#### [EXERCISE AIM]
Please resume the concert announcement for the Syncretics Series event, starting right after its last sentence.

Syncretics Series: Hprizm: PRESSURE WAVE / Josh Sinton: Krasa

Fri 15 Mar, 2019, 8pm

Friday, March 15th, ISSUE continues its Syncretics Series with acclaimed composer and performer Hprizm (Kyle Austin) performing PRESSURE WAVE, an evening length audio/visual piece. Saxophonist, bass clarinetist, and creative musician Josh Sinton also presents krasa, a series of investigations exploring the amplification and sound magnification of the contrabass clarinet.

Curated by Chris McIntyre, Syncretics Series is a programming platform that unites differentiated musical practices on each concert event. Comprised primarily of solo and duo performances by artists culled from a wide swath of the field, Syncretics presents a manifold range of work including virtuosic improvisations, immersive audio/visual environments, and keenly focused programs of recent and contemporary repertoire.

[Extracted entries]
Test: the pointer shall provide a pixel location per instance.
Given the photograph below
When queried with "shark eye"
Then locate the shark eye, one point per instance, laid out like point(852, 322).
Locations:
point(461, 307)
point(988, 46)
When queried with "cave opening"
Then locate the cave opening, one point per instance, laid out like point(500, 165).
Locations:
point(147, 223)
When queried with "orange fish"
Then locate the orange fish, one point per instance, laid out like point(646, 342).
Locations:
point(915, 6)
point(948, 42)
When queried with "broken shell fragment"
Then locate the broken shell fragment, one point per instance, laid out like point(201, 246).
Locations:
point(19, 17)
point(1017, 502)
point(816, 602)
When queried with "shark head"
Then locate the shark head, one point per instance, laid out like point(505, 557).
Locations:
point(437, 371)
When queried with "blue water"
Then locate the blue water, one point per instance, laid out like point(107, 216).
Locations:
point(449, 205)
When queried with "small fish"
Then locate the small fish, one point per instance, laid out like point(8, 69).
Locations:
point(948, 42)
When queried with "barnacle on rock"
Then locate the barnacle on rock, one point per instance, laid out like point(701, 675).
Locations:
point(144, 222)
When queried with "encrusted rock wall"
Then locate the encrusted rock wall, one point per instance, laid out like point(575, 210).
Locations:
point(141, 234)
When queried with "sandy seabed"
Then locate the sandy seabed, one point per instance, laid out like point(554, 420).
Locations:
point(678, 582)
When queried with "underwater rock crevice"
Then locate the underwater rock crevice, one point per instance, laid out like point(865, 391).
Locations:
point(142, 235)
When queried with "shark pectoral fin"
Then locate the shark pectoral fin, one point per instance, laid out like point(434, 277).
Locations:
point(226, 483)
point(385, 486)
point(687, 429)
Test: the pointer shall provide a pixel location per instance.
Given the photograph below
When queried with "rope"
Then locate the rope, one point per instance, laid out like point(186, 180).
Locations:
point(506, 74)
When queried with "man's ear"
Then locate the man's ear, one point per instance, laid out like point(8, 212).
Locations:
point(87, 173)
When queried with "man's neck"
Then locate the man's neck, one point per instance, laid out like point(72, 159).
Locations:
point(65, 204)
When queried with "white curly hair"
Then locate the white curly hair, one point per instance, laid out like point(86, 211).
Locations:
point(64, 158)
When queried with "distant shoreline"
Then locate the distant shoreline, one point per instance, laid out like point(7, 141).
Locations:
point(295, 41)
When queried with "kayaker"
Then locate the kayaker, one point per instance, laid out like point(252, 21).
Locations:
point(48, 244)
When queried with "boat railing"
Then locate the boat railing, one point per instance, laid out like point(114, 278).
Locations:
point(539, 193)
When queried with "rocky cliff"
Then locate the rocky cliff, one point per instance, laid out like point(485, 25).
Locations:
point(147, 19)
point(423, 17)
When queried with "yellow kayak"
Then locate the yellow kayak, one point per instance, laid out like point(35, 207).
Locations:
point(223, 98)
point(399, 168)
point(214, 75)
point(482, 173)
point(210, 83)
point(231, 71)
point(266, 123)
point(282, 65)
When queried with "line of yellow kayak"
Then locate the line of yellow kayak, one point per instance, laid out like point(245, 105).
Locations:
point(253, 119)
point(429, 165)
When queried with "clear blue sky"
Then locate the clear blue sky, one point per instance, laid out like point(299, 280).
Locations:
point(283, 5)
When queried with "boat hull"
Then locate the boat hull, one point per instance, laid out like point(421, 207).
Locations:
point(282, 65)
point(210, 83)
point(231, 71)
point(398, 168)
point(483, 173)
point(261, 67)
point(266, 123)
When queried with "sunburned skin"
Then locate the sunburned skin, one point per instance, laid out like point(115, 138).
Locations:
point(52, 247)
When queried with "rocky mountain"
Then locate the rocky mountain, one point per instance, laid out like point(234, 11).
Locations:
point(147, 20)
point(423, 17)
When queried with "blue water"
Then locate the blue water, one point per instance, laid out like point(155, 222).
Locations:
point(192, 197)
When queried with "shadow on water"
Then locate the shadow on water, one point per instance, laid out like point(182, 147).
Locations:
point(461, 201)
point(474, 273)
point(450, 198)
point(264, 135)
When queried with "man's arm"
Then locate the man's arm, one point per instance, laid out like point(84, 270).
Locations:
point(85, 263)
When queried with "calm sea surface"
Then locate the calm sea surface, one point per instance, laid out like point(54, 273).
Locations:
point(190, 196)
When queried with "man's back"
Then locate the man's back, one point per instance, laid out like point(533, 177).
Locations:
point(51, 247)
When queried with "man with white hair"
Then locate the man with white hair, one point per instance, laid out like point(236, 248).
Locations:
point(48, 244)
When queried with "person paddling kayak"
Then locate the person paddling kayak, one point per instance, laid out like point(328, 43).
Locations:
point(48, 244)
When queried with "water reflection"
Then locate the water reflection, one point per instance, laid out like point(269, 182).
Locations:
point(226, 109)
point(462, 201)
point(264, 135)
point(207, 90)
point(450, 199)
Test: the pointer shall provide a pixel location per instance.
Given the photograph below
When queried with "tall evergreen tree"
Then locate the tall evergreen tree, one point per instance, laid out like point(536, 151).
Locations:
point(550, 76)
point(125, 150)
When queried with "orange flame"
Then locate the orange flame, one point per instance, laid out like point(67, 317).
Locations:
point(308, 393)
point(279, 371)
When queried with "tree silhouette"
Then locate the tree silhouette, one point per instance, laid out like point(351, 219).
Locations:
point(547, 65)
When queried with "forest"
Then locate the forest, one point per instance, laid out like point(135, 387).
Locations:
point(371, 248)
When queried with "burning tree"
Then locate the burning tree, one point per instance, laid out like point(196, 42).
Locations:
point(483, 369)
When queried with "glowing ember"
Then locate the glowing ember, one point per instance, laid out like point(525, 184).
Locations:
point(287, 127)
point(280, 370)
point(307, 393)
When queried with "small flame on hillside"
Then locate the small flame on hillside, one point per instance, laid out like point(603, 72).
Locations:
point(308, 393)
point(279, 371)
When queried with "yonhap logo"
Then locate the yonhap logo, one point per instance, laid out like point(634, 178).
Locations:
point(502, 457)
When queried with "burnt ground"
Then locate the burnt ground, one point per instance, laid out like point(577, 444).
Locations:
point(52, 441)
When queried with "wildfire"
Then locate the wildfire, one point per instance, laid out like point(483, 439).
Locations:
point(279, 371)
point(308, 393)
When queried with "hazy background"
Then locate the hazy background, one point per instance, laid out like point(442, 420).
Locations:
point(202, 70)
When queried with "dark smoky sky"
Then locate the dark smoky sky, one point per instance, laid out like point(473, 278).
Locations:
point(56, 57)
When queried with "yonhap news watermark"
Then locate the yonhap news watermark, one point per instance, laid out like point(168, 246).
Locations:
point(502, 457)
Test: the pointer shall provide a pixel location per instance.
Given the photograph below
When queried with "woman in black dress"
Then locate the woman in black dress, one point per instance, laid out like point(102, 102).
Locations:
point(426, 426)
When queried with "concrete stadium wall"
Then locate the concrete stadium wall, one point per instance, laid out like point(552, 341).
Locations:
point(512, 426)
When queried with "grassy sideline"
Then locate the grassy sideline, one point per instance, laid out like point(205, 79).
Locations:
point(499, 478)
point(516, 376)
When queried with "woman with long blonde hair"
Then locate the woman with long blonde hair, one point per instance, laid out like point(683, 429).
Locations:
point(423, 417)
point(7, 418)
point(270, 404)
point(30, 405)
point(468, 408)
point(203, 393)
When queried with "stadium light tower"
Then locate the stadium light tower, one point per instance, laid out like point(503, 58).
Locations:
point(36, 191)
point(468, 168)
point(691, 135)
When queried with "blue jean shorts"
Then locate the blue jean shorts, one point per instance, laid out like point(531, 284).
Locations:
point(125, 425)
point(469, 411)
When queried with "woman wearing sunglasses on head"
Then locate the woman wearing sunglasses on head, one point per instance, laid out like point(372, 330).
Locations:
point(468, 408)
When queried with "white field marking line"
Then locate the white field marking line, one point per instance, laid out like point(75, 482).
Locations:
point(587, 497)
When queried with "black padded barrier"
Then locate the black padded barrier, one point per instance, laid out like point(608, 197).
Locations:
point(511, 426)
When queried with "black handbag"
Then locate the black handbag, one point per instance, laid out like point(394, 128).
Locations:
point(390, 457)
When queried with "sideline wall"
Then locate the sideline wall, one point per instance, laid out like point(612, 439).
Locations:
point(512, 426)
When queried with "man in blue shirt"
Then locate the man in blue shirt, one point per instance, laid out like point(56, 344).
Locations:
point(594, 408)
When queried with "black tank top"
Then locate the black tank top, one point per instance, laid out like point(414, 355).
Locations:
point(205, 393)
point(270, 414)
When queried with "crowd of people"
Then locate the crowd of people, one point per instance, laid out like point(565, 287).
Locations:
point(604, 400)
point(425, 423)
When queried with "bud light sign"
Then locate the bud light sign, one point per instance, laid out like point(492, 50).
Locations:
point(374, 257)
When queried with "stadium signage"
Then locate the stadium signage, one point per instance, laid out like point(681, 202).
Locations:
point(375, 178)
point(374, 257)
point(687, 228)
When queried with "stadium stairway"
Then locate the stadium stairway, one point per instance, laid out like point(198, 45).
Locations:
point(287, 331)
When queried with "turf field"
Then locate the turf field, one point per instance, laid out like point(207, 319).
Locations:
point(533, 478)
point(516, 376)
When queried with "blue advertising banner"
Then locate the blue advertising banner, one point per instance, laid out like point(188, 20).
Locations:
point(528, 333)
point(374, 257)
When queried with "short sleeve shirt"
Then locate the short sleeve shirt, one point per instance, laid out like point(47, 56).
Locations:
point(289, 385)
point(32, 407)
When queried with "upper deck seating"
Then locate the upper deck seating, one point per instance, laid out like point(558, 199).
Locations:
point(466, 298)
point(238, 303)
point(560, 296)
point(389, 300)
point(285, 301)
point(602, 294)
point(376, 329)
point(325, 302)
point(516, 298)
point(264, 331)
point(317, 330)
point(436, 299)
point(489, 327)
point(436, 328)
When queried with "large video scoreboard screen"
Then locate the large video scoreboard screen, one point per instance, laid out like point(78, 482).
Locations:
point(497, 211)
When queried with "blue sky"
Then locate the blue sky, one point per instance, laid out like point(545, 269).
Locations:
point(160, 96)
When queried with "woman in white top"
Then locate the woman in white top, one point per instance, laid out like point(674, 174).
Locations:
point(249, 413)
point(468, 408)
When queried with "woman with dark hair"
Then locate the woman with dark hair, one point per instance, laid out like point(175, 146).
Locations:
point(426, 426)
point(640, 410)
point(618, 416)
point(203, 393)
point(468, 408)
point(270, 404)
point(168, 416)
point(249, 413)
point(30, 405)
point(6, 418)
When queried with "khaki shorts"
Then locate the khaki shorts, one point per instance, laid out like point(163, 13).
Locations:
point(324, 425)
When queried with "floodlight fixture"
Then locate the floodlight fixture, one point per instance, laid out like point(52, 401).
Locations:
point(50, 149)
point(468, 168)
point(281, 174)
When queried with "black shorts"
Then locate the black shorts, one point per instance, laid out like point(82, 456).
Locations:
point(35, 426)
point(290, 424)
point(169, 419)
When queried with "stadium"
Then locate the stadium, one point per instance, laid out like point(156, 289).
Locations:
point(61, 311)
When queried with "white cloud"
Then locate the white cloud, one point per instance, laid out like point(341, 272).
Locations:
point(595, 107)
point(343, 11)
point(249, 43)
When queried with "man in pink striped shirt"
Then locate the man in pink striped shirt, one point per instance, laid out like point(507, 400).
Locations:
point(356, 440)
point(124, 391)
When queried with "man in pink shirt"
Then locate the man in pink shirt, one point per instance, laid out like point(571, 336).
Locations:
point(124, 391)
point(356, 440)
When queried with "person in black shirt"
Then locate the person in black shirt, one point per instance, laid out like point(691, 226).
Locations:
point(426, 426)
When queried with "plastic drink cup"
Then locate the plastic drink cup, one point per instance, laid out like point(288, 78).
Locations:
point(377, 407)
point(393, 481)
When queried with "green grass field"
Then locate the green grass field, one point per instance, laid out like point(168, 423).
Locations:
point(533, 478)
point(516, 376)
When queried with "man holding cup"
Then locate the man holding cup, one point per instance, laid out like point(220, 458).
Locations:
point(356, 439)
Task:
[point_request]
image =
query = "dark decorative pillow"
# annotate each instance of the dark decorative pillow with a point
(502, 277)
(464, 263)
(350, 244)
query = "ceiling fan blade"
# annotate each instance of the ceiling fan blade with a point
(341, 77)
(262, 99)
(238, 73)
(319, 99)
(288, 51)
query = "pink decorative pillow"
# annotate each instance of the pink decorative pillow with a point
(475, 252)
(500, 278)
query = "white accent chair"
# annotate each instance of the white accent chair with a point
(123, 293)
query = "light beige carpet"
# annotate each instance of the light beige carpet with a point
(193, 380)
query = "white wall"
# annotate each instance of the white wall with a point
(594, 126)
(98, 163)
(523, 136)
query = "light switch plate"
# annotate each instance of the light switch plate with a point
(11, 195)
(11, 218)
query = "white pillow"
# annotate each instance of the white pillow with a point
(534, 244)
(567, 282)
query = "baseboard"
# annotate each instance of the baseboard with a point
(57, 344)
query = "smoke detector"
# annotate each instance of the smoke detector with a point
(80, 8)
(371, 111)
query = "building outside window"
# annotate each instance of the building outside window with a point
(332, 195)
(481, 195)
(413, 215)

#### [EXPECTED OUTPUT]
Recently staged in Philadelphia by Bowerbird, Hprizm’s PRESSURE WAVE uses the amplified resonance of urban spaces and the intersectional place between Sonic Activism, Musique Concrète, and Rap’s early roots to examine the dense environments and circumstances that birthed Hip Hop. Scored with generative programming and degenerative tape loops PRESSURE WAVE is the magnetic memory of era long past.

Hprizm adds:
“Nam June Paik, Steve Reich, and Public Enemy were all working with burgeoning tape-based technologies to make overtly political statements. Most of my remembrances of the Black Nationalists struggle are also informed by the tape medium. Building on the works of my chief influences helped me to re-contextualize the sounds and images of Black Nationalism and present them in a nuanced, non-linear form.”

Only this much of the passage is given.